Look, OpenSSL isn't winning any beauty contests. The API documentation reads like it was written by someone actively trying to confuse you, certificate debugging will have you staring at hex dumps at 2am wondering why you didn't become a carpenter, and every major version upgrade breaks something you didn't even know you were depending on. But here's the thing: it works everywhere, even on that Solaris box from 2003 that accounting won't let you decommission.
The Reality of OpenSSL Adoption
OpenSSL became the default crypto library the same way PHP became the default web language - not because it was the best choice, but because it was the choice that sucked the least when everything else failed. Every time you see that padlock in your browser, Apache or Nginx are using OpenSSL under the hood. Big tech companies throw money at the project because replacing it would cost more than a small country's GDP.
The library runs on everything from IoT toasters to enterprise mainframes, which sounds impressive until you realize that means it also carries 25 years of compatibility baggage. Switching to anything else would break 47 different things you forgot about and probably take down half the internet in the process.
OpenSSL 3.5 LTS: Finally Stable Enough for Production
OpenSSL 3.5 came out earlier this year, and unlike the earlier 3.x releases that made everyone stick with 1.1.1 for way too long, this one might actually be worth upgrading to. They added Post-Quantum crypto algorithms (ML-KEM, ML-DSA, and SLH-DSA), which you probably won't need until 2035 but your compliance team insists you plan for now.

Saved data entries:
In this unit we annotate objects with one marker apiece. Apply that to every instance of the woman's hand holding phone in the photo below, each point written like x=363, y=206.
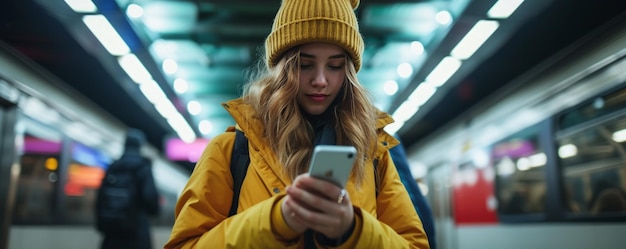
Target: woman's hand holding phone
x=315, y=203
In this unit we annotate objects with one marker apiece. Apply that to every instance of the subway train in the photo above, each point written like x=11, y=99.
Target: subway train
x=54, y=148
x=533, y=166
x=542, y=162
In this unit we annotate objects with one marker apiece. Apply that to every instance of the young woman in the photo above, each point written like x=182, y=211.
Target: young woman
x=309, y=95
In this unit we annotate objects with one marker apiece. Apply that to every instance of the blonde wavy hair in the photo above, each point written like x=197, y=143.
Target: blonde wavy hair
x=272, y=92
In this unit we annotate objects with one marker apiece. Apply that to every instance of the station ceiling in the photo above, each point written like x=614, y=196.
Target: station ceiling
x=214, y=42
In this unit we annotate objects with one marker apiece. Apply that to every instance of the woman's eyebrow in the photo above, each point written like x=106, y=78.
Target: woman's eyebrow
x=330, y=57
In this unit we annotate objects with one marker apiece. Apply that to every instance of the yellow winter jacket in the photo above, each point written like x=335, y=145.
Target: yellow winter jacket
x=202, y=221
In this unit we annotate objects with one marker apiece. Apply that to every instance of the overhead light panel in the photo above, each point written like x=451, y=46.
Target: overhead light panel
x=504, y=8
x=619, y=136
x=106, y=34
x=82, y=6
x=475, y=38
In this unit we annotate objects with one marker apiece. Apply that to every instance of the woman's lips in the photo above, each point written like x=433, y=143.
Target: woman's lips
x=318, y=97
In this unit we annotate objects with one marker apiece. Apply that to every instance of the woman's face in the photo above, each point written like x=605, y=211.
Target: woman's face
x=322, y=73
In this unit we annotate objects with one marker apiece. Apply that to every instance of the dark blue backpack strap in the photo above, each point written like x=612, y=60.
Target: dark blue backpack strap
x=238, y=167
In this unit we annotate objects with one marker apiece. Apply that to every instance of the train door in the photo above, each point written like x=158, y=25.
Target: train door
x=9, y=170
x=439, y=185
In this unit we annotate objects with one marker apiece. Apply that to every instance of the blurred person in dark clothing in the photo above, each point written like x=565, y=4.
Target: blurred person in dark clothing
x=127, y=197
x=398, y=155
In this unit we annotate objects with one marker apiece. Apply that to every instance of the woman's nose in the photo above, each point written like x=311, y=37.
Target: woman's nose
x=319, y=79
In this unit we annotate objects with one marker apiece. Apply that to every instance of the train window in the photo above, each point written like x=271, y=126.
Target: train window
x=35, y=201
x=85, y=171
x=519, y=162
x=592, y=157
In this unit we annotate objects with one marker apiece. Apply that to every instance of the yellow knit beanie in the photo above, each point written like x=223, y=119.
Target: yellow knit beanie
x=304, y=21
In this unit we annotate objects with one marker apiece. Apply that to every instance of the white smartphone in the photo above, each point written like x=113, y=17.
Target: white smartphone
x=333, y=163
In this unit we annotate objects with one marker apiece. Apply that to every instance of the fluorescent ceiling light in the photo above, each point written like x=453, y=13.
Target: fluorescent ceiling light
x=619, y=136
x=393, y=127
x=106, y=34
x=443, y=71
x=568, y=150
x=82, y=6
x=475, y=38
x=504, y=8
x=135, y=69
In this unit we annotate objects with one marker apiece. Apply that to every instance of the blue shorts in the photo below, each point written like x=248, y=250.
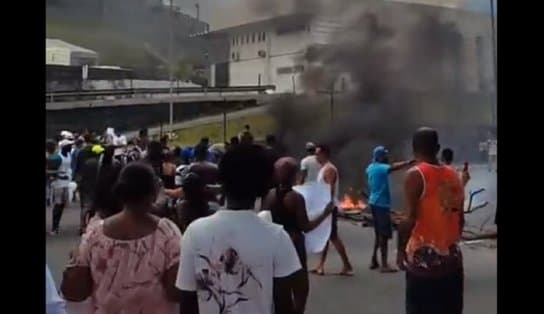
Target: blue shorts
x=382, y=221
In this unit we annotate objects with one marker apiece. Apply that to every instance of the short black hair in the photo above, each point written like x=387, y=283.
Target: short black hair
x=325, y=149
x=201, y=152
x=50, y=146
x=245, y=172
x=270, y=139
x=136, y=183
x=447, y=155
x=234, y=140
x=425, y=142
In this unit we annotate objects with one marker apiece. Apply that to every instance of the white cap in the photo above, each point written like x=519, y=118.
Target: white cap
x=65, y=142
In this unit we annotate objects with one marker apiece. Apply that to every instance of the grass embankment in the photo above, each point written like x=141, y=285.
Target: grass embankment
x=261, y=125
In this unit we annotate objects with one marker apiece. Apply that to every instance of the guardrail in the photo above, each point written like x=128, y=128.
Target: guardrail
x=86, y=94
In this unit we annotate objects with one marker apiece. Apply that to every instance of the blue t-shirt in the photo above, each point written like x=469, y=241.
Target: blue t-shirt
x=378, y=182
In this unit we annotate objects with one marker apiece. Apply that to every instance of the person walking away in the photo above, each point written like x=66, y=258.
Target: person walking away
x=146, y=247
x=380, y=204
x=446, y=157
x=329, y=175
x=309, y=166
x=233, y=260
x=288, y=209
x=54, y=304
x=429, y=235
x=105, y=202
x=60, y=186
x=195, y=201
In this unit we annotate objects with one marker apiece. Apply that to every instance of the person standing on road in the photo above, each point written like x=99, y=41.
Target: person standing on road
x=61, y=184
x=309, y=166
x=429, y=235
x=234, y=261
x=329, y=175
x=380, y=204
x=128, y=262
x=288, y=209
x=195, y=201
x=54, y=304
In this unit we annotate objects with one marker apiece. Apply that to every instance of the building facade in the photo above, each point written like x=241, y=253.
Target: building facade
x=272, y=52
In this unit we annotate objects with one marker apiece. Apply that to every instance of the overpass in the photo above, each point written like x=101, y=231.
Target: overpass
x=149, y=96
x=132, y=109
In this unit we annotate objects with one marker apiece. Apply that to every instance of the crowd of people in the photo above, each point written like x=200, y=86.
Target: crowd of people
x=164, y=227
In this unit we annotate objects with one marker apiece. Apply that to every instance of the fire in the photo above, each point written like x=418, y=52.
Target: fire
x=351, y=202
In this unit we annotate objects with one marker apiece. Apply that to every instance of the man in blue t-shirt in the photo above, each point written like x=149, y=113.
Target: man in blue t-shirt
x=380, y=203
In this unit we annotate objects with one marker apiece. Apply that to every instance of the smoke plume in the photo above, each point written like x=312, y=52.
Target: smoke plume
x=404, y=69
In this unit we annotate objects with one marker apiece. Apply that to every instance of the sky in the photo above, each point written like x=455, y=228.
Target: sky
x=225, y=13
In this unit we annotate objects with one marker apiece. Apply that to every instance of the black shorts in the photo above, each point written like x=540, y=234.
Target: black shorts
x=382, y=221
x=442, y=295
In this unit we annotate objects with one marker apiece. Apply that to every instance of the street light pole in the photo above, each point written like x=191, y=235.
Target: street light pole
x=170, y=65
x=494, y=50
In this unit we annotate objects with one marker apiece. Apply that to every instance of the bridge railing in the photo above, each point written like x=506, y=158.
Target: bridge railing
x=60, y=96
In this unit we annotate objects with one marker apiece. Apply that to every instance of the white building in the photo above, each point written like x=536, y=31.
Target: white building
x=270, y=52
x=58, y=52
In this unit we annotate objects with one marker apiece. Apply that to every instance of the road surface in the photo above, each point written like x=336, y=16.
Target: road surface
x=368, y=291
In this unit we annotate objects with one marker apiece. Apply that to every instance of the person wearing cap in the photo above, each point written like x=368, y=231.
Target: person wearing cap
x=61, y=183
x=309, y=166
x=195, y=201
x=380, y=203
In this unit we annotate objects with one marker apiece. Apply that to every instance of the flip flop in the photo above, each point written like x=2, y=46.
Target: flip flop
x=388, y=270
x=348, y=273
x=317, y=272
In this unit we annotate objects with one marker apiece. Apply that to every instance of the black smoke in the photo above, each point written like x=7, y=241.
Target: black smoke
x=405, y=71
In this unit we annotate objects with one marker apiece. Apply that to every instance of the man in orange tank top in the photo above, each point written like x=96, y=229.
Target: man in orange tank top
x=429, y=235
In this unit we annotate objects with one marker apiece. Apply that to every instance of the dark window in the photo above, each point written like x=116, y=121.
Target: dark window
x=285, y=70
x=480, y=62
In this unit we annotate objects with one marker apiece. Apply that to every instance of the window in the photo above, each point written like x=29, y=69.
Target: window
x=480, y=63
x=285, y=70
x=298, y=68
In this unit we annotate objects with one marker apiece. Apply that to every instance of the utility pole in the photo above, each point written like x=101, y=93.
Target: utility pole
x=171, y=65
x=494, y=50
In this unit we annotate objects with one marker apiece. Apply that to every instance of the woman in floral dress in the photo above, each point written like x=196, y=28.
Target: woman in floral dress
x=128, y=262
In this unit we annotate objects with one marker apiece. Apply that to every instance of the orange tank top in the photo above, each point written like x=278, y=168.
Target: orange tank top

Tasks to complete
**a.** According to the OpenSSL article, which Post-Quantum crypto algorithms were added in OpenSSL 3.5?
**b.** From the listing, copy out the lines starting with the one that contains "like x=565, y=4." and ending after the one that contains "x=333, y=163".

Task answers
**a.** ML-KEM, ML-DSA, and SLH-DSA.

**b.**
In this unit we annotate objects with one marker apiece. Apply that to every instance of the blurred person in dark clothing in the photo above, each point written like x=565, y=4.
Target: blurred person in dark clothing
x=127, y=197
x=398, y=155
In this unit we annotate objects with one marker apiece. Apply that to every instance of the woman's nose in the photo above, each point written like x=311, y=37.
Target: woman's nose
x=319, y=79
In this unit we annotate objects with one marker apiece. Apply that to every instance of the train window in the photo above, each point written like x=271, y=126.
Target: train window
x=35, y=201
x=85, y=171
x=519, y=162
x=592, y=157
In this unit we annotate objects with one marker apiece. Apply that to every instance of the yellow knit beanie in the photo above, each point written like x=223, y=119.
Target: yellow knit beanie
x=304, y=21
In this unit we annotate objects with one marker apiece. Apply that to every instance of the white smartphone in the photo above, each point written like x=113, y=17.
Target: white smartphone
x=333, y=163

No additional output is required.